Work to do ->
Rewrite the entries below as a numbered list, omitting any blank lines.

------

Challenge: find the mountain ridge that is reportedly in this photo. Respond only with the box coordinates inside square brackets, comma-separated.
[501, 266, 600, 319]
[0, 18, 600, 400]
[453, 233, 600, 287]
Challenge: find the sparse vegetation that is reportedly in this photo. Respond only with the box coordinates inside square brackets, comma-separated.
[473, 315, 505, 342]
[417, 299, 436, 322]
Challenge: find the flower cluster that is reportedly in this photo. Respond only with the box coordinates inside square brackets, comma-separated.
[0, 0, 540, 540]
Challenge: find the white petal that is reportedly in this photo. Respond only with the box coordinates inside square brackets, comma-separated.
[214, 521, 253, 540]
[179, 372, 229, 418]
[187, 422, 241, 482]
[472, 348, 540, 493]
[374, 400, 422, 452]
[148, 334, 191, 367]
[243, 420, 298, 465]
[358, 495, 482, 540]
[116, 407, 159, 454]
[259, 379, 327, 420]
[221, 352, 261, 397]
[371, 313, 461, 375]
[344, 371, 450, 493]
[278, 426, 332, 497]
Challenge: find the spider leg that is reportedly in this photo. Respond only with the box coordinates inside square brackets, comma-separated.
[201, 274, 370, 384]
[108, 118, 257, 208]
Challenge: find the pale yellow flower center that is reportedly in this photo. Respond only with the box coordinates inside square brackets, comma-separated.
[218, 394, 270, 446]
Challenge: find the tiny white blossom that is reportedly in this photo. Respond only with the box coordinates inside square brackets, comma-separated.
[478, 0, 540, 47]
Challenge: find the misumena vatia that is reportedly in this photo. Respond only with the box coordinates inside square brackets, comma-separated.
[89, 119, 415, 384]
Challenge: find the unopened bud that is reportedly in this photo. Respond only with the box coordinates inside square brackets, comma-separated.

------

Full output ->
1. Challenge: find the mountain ridge that is reportedly in this photo. Respond only with the box coordinates inside square brackets, comma-separated.
2. [501, 266, 600, 319]
3. [0, 18, 600, 400]
4. [453, 233, 600, 287]
5. Challenge: find the sparse vegetation that is reportedly in this photo. Respond only with the box coordinates inside square brackets, comma-separated.
6. [473, 315, 505, 342]
7. [417, 299, 436, 322]
8. Challenge: find the flower cluster that is reportedly in this photo. Respond only with the box coordinates inside square brackets, comma-separated.
9. [0, 0, 540, 540]
10. Challenge: find the white petal that is reportedly in this photo. Respond only with the box coordinates inside square brackets, comma-separated.
11. [214, 521, 253, 540]
12. [179, 372, 229, 418]
13. [187, 422, 241, 482]
14. [472, 348, 540, 493]
15. [374, 400, 422, 452]
16. [148, 334, 191, 367]
17. [243, 420, 298, 465]
18. [358, 495, 482, 540]
19. [116, 407, 159, 454]
20. [259, 379, 327, 420]
21. [221, 352, 261, 397]
22. [371, 313, 461, 375]
23. [344, 371, 450, 493]
24. [278, 426, 332, 497]
25. Challenge: find the spider leg that is reportedly in this photo. Respond only with the box coordinates inside square brackets, comma-separated.
26. [201, 274, 370, 384]
27. [108, 118, 257, 208]
28. Challenge: find the pale yellow flower center that is reportedly in this photo. Respond only with the box coordinates inside square brackets, comma-separated.
29. [218, 394, 270, 446]
30. Challenge: find the tiny white blossom that is reportedly in this photo. Respond only with the box coordinates inside square brackets, comma-separated.
31. [478, 0, 540, 47]
32. Challenge: find the misumena vatia that is reportedly in this photo. Respond only with the box coordinates inside square brackets, comma-separated.
33. [89, 119, 415, 384]
34. Challenge: find the unopened bud that is reportedly in this photo. Respond only with the box coordinates inside square brackets, comma-separated.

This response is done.